■ WHAT IS BEING ASKED ■
Filter the listing so that only lines with the word "clicks" remain.

--- EXTRACTED DATA Enclosed Below ---

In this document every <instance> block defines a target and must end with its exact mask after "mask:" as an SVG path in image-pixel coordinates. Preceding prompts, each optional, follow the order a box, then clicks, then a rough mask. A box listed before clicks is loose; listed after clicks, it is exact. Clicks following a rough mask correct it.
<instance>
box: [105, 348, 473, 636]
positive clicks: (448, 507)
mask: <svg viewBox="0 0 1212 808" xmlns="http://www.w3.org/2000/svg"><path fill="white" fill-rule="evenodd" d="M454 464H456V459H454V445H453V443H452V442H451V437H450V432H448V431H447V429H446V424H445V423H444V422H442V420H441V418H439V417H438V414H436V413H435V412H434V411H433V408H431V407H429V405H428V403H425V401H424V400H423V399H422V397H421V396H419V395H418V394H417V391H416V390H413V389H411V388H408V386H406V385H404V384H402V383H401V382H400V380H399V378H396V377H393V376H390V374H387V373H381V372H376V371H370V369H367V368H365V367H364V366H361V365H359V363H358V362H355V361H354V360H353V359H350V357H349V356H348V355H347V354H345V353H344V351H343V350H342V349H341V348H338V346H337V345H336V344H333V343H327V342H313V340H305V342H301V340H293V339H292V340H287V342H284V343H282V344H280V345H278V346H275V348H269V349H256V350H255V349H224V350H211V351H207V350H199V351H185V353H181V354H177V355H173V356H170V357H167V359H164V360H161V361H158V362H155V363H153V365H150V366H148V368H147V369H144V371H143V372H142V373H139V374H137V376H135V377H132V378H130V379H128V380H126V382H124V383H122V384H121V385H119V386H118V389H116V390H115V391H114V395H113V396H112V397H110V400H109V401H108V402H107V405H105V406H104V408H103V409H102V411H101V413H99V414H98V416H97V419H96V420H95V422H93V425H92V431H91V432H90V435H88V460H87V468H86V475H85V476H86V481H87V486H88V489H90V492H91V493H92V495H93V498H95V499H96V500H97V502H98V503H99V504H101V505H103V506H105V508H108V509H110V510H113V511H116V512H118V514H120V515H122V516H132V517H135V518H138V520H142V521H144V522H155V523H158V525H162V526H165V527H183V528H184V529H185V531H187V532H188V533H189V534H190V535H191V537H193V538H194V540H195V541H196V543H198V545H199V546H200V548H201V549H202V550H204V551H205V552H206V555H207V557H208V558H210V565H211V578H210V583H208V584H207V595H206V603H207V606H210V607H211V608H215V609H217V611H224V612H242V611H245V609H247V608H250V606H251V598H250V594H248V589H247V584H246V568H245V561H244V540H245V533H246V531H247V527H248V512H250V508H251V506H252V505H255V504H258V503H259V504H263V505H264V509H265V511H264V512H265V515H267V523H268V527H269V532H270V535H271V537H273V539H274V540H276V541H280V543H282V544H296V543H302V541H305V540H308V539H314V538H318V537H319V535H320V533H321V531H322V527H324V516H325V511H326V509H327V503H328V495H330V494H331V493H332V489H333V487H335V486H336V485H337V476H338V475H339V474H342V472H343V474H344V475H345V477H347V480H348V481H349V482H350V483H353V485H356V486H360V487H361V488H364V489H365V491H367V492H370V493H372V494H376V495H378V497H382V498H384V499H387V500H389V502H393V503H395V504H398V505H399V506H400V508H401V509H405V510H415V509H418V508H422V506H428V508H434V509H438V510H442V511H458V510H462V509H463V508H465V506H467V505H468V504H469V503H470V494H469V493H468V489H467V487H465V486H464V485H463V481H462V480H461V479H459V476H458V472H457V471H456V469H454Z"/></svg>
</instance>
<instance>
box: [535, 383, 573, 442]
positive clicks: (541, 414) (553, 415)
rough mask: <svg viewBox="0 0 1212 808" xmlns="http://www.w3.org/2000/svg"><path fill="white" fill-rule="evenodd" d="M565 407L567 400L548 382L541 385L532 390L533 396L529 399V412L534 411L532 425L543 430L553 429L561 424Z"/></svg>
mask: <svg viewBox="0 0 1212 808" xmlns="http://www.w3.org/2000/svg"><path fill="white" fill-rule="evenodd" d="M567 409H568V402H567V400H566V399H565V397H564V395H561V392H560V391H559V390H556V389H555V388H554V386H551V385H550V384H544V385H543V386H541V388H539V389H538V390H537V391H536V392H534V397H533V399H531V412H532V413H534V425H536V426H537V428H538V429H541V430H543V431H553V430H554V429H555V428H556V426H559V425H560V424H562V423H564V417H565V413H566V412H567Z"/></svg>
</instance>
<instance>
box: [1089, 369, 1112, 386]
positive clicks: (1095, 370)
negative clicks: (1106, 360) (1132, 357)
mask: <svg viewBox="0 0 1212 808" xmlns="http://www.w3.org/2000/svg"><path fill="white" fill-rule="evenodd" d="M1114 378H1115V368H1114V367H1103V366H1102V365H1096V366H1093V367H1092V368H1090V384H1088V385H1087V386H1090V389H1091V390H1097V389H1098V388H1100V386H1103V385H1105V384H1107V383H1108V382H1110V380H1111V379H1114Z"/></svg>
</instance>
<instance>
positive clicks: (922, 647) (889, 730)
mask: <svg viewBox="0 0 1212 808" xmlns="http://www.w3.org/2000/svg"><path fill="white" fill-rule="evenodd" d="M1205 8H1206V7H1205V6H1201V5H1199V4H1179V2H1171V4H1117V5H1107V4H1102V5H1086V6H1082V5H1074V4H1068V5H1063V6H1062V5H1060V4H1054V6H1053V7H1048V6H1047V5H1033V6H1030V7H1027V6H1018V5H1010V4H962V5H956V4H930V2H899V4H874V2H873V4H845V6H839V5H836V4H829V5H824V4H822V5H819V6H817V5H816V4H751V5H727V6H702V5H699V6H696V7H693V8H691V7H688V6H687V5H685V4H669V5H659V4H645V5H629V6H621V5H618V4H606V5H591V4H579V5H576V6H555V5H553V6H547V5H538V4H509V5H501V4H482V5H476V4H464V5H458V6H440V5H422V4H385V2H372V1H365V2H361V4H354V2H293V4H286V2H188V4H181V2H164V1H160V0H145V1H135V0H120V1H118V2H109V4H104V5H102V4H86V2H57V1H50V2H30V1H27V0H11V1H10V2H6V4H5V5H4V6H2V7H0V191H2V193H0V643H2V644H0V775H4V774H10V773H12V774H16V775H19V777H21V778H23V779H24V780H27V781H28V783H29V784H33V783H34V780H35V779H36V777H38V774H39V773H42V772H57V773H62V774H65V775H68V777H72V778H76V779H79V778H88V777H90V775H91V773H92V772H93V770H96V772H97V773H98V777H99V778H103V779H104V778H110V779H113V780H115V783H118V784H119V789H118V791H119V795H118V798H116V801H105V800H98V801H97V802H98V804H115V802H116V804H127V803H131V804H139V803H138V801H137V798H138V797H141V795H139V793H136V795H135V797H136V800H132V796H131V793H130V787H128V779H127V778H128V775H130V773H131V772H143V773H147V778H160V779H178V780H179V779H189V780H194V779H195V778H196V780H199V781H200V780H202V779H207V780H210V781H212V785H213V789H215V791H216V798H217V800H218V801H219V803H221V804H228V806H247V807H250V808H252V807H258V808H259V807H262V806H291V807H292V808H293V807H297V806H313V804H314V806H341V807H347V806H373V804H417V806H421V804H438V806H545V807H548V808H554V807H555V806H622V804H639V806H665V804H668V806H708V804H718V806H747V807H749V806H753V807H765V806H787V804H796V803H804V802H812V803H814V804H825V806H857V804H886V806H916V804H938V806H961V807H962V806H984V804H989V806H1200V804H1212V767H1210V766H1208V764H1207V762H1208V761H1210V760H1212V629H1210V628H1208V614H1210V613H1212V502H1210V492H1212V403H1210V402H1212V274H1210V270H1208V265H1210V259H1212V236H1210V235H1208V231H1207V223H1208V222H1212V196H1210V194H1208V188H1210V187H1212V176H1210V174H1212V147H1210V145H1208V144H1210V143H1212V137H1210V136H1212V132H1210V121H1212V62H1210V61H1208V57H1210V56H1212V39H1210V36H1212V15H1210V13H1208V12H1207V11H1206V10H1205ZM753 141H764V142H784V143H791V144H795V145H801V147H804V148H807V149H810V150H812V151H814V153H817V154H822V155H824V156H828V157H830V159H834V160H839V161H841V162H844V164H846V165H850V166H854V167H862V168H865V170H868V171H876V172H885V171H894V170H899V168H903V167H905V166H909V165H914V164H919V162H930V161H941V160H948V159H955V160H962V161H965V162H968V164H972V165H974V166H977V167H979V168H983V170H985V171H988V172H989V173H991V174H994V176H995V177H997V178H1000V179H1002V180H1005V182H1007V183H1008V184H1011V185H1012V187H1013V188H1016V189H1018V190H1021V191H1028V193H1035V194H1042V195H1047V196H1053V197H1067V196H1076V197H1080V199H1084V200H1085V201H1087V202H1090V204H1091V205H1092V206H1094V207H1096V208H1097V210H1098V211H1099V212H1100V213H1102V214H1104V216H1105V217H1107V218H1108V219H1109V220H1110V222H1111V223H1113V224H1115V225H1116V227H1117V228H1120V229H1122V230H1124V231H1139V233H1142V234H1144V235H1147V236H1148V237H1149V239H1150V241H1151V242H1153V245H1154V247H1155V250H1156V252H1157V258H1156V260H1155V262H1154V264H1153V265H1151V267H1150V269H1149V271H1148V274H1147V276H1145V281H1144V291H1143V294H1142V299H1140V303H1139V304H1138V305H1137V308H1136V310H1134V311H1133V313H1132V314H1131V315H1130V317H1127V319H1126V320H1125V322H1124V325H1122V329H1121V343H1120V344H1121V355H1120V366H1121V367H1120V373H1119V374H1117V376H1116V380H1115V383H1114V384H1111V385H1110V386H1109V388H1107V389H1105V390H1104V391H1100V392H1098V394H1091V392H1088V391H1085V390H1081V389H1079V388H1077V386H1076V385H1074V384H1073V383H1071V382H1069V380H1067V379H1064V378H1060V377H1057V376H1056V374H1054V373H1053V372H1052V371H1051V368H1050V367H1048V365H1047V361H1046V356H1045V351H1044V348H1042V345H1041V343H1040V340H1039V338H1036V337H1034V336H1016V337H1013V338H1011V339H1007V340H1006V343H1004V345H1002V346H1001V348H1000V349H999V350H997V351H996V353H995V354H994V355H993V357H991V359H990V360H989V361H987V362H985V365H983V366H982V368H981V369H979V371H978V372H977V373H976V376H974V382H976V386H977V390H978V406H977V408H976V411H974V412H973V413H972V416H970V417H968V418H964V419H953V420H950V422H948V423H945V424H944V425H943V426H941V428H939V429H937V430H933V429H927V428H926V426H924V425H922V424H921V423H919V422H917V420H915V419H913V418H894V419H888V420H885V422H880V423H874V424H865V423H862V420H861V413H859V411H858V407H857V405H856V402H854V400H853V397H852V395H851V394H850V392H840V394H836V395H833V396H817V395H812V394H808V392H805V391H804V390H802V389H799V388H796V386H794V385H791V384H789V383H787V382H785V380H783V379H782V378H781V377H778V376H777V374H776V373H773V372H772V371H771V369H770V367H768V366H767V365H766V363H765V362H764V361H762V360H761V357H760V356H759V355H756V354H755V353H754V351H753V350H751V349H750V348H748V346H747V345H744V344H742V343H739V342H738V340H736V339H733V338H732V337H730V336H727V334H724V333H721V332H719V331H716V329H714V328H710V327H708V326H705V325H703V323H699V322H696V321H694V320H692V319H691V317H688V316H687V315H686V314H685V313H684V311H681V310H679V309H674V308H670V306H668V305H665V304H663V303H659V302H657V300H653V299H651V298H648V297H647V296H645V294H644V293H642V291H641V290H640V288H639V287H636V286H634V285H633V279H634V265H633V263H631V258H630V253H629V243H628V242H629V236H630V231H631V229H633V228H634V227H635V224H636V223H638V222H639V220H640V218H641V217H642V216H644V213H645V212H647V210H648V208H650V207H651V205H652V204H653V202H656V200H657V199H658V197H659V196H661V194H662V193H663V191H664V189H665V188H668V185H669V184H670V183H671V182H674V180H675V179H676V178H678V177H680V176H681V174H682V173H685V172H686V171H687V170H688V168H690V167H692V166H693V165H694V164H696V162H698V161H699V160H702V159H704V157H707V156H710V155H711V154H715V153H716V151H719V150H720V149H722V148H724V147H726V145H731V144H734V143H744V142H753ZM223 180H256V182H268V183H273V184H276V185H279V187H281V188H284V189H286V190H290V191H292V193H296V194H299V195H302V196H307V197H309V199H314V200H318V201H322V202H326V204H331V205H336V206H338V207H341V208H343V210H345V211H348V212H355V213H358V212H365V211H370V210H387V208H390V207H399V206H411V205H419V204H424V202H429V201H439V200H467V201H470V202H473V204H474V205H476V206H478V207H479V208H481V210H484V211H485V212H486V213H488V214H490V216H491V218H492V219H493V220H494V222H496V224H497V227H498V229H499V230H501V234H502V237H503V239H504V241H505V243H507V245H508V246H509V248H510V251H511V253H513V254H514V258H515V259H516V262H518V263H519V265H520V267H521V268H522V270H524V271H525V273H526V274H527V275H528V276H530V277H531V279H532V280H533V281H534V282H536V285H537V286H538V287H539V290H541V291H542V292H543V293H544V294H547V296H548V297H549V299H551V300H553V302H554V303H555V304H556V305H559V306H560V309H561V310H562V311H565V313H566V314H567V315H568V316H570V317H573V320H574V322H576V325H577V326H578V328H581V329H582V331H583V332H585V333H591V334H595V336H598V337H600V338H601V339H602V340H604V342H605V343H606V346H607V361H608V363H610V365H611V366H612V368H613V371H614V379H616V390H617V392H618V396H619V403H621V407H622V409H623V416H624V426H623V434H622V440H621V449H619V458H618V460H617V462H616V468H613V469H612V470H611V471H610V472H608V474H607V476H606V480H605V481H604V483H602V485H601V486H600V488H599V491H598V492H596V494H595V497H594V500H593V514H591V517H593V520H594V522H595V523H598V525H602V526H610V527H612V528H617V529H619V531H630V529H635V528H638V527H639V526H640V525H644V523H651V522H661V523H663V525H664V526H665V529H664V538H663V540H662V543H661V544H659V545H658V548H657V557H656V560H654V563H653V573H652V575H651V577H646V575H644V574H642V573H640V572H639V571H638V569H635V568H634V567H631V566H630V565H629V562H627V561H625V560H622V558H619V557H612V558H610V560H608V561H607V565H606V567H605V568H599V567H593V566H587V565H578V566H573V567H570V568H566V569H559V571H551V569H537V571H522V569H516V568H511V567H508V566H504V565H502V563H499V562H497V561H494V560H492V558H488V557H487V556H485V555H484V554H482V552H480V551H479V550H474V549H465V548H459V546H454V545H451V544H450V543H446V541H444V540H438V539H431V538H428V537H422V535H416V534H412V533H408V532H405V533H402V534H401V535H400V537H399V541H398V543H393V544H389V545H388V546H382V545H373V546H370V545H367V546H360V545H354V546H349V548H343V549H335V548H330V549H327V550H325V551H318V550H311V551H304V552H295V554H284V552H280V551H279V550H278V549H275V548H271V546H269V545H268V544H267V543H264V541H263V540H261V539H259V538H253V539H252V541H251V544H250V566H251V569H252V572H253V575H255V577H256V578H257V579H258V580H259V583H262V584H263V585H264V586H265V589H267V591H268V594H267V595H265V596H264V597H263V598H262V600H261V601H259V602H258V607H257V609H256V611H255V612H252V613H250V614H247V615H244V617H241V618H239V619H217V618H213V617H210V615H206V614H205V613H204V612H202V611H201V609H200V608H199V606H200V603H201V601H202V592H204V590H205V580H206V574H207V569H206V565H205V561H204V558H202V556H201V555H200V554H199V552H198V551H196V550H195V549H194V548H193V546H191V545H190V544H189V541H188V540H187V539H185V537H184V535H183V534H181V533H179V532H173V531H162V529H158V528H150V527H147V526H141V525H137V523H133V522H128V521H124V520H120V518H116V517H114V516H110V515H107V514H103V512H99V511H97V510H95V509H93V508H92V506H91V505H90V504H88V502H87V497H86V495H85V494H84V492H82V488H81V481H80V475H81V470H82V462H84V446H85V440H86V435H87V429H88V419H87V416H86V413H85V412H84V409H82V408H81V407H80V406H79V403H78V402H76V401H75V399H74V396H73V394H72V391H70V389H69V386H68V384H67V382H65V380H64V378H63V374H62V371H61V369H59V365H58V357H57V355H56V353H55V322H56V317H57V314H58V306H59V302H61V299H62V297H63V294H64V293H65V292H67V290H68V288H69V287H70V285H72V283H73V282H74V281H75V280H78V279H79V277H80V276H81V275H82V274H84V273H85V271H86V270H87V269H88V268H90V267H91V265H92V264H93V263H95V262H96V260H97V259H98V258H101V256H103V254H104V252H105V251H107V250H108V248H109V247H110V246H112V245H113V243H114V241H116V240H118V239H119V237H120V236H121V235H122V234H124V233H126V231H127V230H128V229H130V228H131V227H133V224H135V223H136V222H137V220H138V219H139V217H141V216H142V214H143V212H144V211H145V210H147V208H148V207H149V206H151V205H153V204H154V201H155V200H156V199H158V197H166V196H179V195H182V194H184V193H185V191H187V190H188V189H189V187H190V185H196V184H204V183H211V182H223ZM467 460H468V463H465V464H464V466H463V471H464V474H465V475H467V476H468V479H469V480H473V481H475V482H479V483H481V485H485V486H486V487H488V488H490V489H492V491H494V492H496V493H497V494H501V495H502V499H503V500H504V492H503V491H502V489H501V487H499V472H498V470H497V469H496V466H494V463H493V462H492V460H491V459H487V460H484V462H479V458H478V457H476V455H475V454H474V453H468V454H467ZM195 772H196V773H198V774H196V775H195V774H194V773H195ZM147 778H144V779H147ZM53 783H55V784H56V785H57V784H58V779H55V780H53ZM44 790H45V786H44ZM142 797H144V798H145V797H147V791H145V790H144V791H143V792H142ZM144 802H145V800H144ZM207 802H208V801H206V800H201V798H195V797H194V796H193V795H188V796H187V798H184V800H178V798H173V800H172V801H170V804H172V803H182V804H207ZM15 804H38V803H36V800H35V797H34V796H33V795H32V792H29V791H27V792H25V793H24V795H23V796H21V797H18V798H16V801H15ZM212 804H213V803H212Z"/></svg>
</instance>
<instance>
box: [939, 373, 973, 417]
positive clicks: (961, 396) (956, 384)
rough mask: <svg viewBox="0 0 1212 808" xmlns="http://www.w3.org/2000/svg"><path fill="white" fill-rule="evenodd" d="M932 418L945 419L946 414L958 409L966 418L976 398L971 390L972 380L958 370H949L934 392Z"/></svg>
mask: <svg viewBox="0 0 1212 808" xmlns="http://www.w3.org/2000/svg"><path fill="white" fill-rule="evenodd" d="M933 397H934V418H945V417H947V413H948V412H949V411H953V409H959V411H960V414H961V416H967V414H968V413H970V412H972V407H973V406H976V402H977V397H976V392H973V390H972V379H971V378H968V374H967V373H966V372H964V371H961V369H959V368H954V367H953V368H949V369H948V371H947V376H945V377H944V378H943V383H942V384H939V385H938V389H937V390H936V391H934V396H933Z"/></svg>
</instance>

--- End of Enclosed EXTRACTED DATA ---

■ TASK RESPONSE ■
In this document every <instance> block defines a target and must end with its exact mask after "mask:" as an SVG path in image-pixel coordinates. Preceding prompts, each optional, follow the order a box, then clicks, then a rough mask. A box listed before clicks is loose; listed after clicks, it is exact. Clicks following a rough mask correct it.
positive clicks: (448, 507)
positive clicks: (541, 414) (553, 415)
positive clicks: (1095, 370)
negative clicks: (1106, 360) (1132, 357)
positive clicks: (922, 647) (889, 730)
positive clicks: (961, 396) (956, 384)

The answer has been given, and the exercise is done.